→ **What the task asks**
Verbatim copy, images excluded: write out each record shown below.

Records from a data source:

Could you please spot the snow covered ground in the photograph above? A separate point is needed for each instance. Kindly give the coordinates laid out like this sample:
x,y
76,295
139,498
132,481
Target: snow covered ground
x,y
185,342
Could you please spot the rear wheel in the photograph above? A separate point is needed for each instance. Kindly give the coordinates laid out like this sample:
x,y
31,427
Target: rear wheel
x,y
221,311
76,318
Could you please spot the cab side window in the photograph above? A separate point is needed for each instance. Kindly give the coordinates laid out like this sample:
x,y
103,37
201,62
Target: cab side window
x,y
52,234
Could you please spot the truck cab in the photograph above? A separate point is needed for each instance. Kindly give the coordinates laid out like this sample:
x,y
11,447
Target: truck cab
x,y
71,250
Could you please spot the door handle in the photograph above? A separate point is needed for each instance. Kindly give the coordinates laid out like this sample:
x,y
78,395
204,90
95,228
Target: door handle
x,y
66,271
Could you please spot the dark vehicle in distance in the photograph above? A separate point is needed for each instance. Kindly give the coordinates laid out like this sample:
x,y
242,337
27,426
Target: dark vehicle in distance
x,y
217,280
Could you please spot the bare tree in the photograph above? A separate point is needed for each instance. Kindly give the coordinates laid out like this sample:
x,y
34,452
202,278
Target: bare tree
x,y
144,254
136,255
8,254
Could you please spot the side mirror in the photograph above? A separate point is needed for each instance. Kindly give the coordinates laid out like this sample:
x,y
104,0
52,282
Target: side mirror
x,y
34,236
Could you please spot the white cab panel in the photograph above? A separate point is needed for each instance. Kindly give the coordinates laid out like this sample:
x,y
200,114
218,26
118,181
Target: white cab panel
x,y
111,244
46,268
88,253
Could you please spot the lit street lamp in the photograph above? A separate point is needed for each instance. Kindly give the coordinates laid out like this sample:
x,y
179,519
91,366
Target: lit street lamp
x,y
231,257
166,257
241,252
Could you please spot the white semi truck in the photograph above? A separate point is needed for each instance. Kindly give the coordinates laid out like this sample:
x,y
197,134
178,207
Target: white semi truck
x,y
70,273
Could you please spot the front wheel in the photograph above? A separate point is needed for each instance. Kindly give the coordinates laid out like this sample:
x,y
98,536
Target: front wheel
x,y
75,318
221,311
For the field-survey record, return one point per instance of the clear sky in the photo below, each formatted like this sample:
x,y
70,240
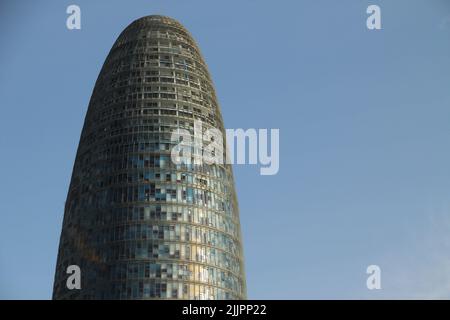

→ **Exercise output**
Could you please spot the snow covered ground in the photograph above? A separate point is needed for each instance. Kindly give the coordinates laid out like this sample:
x,y
76,295
139,498
132,481
Target: snow covered ground
x,y
185,342
Could you please spot the rear wheel in the photograph above? A separate point is needed for each instance. Kindly give the coordinates laid out like this sample:
x,y
31,427
Target: rear wheel
x,y
221,311
76,318
Could you please spot the cab side window in the photograph above? A separate point is needed for each instance. Kindly give the coordinates laid out like this sample:
x,y
103,37
201,62
Target: cab side window
x,y
52,234
Could you please spot the truck cab in the photograph above? A separate point is needed for each instance. Kindly give the coordinates laid out like this sample:
x,y
11,447
Target: truck cab
x,y
71,250
Could you please spot the door handle in the photograph above? A separate point is needed for each instance. Kindly give the coordinates laid out like this sample:
x,y
78,395
204,90
95,228
Target: door handle
x,y
66,271
Could you please spot the dark vehicle in distance in the photograph above? A separate point is needed for each instance. Kindly give the coordinates laid out like this sample:
x,y
242,337
27,426
Target: dark vehicle in distance
x,y
217,280
Could you please spot the bare tree in the photograph above? A separate point is needed for each instance. Kindly give the coordinates laid out like this sample:
x,y
34,452
202,278
Target: bare tree
x,y
144,254
136,255
8,254
Could you please spot the side mirror in the photograph above? A separate point is needed for each instance. Kindly give the coordinates laid out like this sample:
x,y
104,0
52,282
Target: side mirror
x,y
34,236
Could you please spot the white cab panel in the photograph above? A separate point is needed for each instance. Kindly give the coordinates laid out like this sample:
x,y
200,114
218,26
118,181
Target: white cab panel
x,y
111,244
46,268
88,253
Could you please spot the lit street lamp in the photograph above? A separate point is needed for each instance. Kindly give the coordinates laid out like this sample:
x,y
179,519
91,366
Target: lit street lamp
x,y
231,257
166,257
241,252
Could you please spot the white semi truck in the photograph above? A separate point is needed for each instance. Kindly give the coordinates laid out like this sample:
x,y
197,134
178,207
Target: white semi truck
x,y
70,273
Could you please spot the front wheel in the photograph above? A separate point is needed for each instance. Kindly give the coordinates laid out like this sample:
x,y
98,536
Target: front wheel
x,y
75,318
221,311
For the field-survey record, return one point per instance of the clear sky in the photo below, each formatted like this sample:
x,y
70,240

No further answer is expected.